··· RECORD EXTRACTS

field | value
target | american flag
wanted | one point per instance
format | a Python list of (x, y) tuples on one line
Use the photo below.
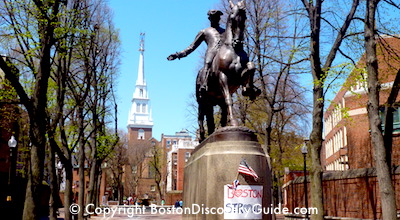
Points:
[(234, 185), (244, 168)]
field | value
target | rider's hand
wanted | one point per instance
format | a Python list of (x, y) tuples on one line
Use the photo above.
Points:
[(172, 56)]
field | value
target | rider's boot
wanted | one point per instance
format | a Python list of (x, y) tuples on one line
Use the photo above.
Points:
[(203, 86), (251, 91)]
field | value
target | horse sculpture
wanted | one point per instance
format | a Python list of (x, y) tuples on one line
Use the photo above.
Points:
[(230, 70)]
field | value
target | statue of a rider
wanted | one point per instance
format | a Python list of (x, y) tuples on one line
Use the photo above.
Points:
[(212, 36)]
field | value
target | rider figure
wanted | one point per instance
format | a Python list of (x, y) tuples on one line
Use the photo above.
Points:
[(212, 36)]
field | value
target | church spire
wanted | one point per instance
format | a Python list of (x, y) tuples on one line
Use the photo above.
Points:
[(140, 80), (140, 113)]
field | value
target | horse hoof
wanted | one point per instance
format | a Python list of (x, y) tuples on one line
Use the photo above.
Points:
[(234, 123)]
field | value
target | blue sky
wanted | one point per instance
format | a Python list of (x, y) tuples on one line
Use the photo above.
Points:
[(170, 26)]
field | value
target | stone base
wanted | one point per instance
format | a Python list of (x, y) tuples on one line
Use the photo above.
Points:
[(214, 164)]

······
··· RECORD EXTRACTS

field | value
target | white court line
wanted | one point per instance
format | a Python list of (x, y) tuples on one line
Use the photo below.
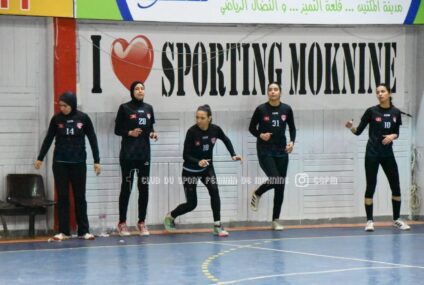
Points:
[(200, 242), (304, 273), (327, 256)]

······

Locate each line in the records that contains the string "target", and copy those lines in full.

__ANSWER__:
target | american flag
target | rider's hand
target | rider's boot
target | horse sculpture
target | statue of a rider
target | rider figure
target | church spire
target | horse hoof
target | blue sky
target | stone base
target | white court line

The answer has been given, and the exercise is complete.